> Directions
The answer should consist of each line below that contains the word "tail".

BEGIN Data supplied

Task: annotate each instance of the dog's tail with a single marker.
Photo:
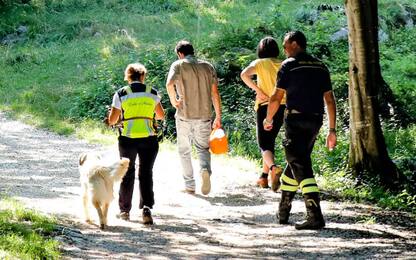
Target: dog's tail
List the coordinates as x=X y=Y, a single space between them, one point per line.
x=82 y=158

END Data supplied
BEGIN Data supplied

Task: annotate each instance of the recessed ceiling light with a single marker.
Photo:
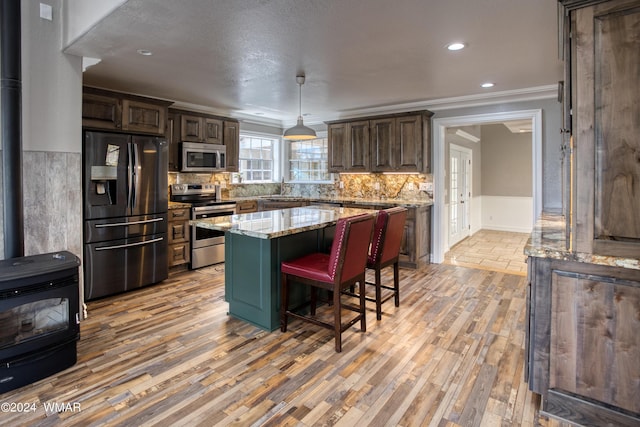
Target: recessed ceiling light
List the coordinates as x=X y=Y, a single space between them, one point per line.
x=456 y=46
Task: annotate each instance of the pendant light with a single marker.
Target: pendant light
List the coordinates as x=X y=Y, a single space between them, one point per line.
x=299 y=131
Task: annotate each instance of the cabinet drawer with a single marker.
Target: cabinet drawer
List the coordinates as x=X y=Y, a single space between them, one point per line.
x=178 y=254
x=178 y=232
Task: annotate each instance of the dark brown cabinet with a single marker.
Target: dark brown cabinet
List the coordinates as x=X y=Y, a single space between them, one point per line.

END Data supplied

> Reply
Task: annotate each instance of the dog's tail with a single marker.
Target: dog's tail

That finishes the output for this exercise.